Task instructions >>
1. Decide whether each statement agrees with the passage on physical examination. Answer yes or no for each, and quote the deciding words of the passage. (a) Scarring is most often found in patients with a history of fistulas, anorectal surgery, or obstetrical injury. (b) On digital rectal exam, resting tone represents external sphincter function. (c) Bimanual exam is to be performed in every patient.
2. According to the passage on physical examination, what does the presence of a patulous anus signify?
3. Carry the passage on physical examination forward from its final sentence.
BEGIN Given text
Physical Examination

After the complete history is obtained, there should follow a physical examination with detailed focus on the perineum and digital rectal exam. Abdominal exam is performed to rule out any masses, and neurologic exam should include extremity reflexes and sensory and muscle strength. The patient is then placed in the left lateral decubitus, prone-jackknife, or lithotomy position with proper illumination to facilitate the exam. First, inspection of the perineum and external anus is performed, and any dermatitis, scarring, or deformity of the anus and surrounding skin is documented. Scarring is most frequently found in patients with history of fistulas, anorectal surgery, or obstetrical injury. The presence of a patulous anus signifies major sphincter compromise. Sensation is assessed by touching or stroking the perianal skin with a finger or cotton-tipped applicator stick. The presence of the anocutaneous reflex (anal “wink”) suggests an intact sacral reflex arc and pudendal nerve innervation of the external anal sphincter.18 During observation the patient is asked to strain to evaluate the presence of perineal descent, rectocele, cystocele, or rectal prolapse. A digital rectal exam is performed to evaluate the anal sphincter resting tone and squeeze pressure, which represent internal and external sphincter function, respectively. Proximal posterior palpation of the top of the anal sphincter complex during voluntary squeeze will assess puborectalis function. Defects of the anal sphincter may be palpated as ridges in the region of perianal scars. Rectal masses or impacted stool may be identified. In females, bimanual exam should be performed to assess the rectovaginal septum to identify the presence of a rectocele and assess the thickness of the perineal body.
END Given text
BEGIN Data under study
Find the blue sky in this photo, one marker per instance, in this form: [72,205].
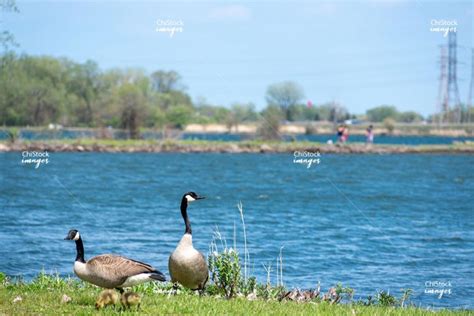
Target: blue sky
[358,53]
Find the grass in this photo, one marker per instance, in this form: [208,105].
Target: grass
[114,145]
[43,296]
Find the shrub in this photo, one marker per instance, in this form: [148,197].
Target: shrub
[225,271]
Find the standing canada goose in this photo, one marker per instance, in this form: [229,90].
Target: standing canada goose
[111,271]
[188,266]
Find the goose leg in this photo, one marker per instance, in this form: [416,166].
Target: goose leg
[174,289]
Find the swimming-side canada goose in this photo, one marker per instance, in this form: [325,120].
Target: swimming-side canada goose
[188,266]
[111,271]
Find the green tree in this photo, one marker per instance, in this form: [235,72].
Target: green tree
[166,81]
[409,117]
[380,113]
[179,116]
[7,39]
[132,105]
[284,95]
[270,123]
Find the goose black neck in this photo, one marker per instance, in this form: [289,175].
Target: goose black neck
[184,213]
[80,250]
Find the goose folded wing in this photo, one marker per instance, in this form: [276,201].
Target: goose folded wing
[119,266]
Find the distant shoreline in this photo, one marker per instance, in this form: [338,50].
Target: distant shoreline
[184,146]
[293,128]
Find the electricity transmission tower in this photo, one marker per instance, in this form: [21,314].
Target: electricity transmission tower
[448,95]
[442,91]
[452,89]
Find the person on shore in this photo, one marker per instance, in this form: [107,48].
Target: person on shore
[340,134]
[370,134]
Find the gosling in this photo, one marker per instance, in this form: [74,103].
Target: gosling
[107,297]
[130,299]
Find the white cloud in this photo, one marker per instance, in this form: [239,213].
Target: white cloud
[230,12]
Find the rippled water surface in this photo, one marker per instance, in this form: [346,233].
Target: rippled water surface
[371,222]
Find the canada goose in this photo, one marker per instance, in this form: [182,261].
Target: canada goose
[107,297]
[111,271]
[130,299]
[188,266]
END Data under study
Task-by-task results >>
1.
(a) Yes: "Scarring is most frequently found in patients with history of fistulas, anorectal surgery, or obstetrical injury."
(b) No: "anal sphincter resting tone and squeeze pressure, which represent internal and external sphincter function, respectively."
(c) No: "In females, bimanual exam should be performed"

2. It signifies major sphincter compromise.

3.
Anorectal Endoscopy and Other Preliminary Studies

Anorectal endoscopy is a simple and effective means of examining the anorectum in an office setting. Patients are given a tap-water or saline enema to clear the rectal vault. Anoscopy is useful to exclude disease processes such as hemorrhoids, fissure, fistula, or abscess that may manifest as fecal soiling or passage of mucus from the anus. Rigid or flexible proctosigmoidoscopy should be performed to exclude malignancy, distal villous adenoma, inflammatory bowel disease, proctitis, or proximal fecal impaction as a cause of incontinence.

Before proceeding with special anorectal studies, all intestinal and systematic disorders must first be excluded as a causative factor. Urine and blood glucose levels should be obtained to rule out the presence of diabetes. Diarrhea should be evaluated with specific stool studies to determine whether it is osmotic or secretory in nature. Stool culture, microscopic examination for ova and parasites, and identification of Clostridium difficile may also be necessary on an individual basis.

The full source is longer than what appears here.